■ Document segment
Studies show that small-cap stocks in general outperform large caps over the long term, which is why we Fools believe that nearly every investors should find space in their portfolio for at least a few small caps.
Of course, not every small cap is worth buying, and with so many to choose from it can be tough to narrow down your focus. To aid you in your search we asked three of our Foolish contributors to share a small-cap stock that they think is worth buying right now. Read below to see what they recommended and why.
Fueling the sell-off have been the specialty hydrocarbon manufacturer's poor execution and its weak financial situation, which culminated in it suspending its quarterly distribution earlier this year. While investors hated that decision, it really was the right one for the company for the time being, because it frees up cash flow to repair its balance sheet and reinvest in its business.
What makes Calumet Specialty Products Partners an intriguing company right now is the fact that it is in the early innings of implementing a turnaround strategy. Under the guidance of new CEO Tim Go, the company has developed a three-point plan. First, Calumet wants to operate more efficiently by achieving higher utilization rates at its plants, process higher volumes of low-cost feedstocks, and upgrade its products to deliver higher margins. Second, it wants to opportunistically invest in "self-help" projects that offer quick paybacks. Finally, it plans to retool its portfolio by jettisoning assets that don't fit its core competencies while acquiring assets that do.
This plan, if successful, could turn this now small-cap company back into the mid-cap it was before its unit price collapsed last year. It's not a safe bet, but it is one that offers a pretty big payoff if everything goes according to plan.
Brian Feroldi: I love to invest in small-cap growth companies that are both profitable and disrupting their industry, which is why I like BofI Holding, Inc (NYSE:AX) so much. This online-only bank is profitable and growing fast, which is why I've added a few shares to my own personal portfolio. Better yet, shares are cheap right now, making it a good time to buy.
So how come this fast-growing stock is on sale? For the past several months, BofI has struggled with multiple allegations of wrongdoing. Management has gone to great lengths to refute all of the claims that have been lobbed against it, but that hasn't mattered much to the markets. Unfortunately, the company has been the target of a series of short attacks over the last few months, causing its share price to tank. BofI Holdings' share price has almost been cut in half since the October.

■ What is required
Continue the article on small-cap stock picks from its last sentence.

(Records from a data collection)
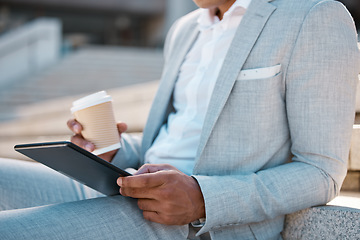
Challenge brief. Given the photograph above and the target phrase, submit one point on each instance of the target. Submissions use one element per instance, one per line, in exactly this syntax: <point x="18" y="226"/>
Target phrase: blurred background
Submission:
<point x="55" y="51"/>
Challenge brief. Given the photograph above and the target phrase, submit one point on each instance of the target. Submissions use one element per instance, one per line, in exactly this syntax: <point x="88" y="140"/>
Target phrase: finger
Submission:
<point x="122" y="127"/>
<point x="74" y="126"/>
<point x="140" y="193"/>
<point x="150" y="205"/>
<point x="152" y="168"/>
<point x="81" y="142"/>
<point x="142" y="181"/>
<point x="146" y="168"/>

■ Result of the exercise
Thankfully, the company's growth hasn't slowed at all over time, showing that its growth story is still intact. Last quarter, diluted earnings per share skyrocketed by more than 64%, driven by a huge uptick in non-interest income from a deal that it struck with H&R Block Inc. Total assets increased by 40% to $7.7 billion, driven by 38% growth in deposits and 30% growth in its book of loans.
Those numbers are great, but the reason I'm so attracted to BofI Holding's is because of its efficiency ratio, a key metric for banks. Last quarter the company's efficiency ratio came in at under 32%, which is unheard of in the banking world. For comparison, U.S. Bancorp's efficiency ratio last quarter was 54.6%, and that was an industry-leading number among big banks.
So why is BofI Holding's efficiency ratio so low? That's owed to the fact that it runs a branchless operation, which gives it a much lower cost structure. That allows it to pay out higher interest rates on deposits and offer attractive financing terms, which in turn fuel its strong growth.
While it's always possible that BofI Holdings shares could get hit by yet another short attack, with its shares trading for under 10 times forward earnings I think that the stock is cheap enough to compensate us for the risk. As long as the bank continues to grow like a weed and run an efficient operation, I can see myself being a shareholder for decades to come.
Sean Williams: It's been an absolutely miserable year for Primero Mining (NYSE:PPP) shareholders, with shares of the stock down 19% year-to-date. It's even more miserable when you realize that practically every other gold and silver mining stock is up at least 50% year-to-date. Yet, I'd suggest investors take Primero's recent woes as all the more reason to consider a position in this small-cap stock.
Primero Mining suffered through two setbacks earlier this year; however, both appear temporary. First, it shut down access to certain areas of its flagship San Dimas underground mine in Mexico in order to make safety improvements. Doing so caused a big production plunge for Primero and a huge spike in mining costs. Again, this is temporary.
The second issue ties in with Mexican authorities trying to invalidate the advanced pricing agreement of Primero's Mexican subsidiary, Primero Empresa Minera. This APA governs what portion of profits are subject to taxation, creating a temporary overhang for Primero and its shareholders. For what it's worth, Primero is fighting the decision by Mexican regulators.
Looking long term, however, we see a miner that has otherwise consistently grown production, and regularly reduced its operating costs. As I noted in more detail recently, it wouldn't surprise me one bit if Primero were able to get its all-in sustaining costs (an encompassing measure of full mining costs) below $850 an ounce by 2017 simply through cost improvements at Black Fox and boosting ore grades at San Dimas.
Primero also has its Cerro del Gallo mine under development in Guanajuato, Mexico, a region that already has ample mining infrastructure in place. This mine could max out production at around 95,000 gold equivalent ounces (GEO) per year, and has proven and probable reserves of 712,000 GEO. Primero believes estimated cash costs at Cerro del Gallo will be approximately $700 an ounce.
Altogether, we're looking at a gold miner with steadily growing production and shrinking costs that happens to be trading at a huge discount to future cash flow relative to its small-cap mining peers. I believe this is a smart small-cap stock to consider buying in June.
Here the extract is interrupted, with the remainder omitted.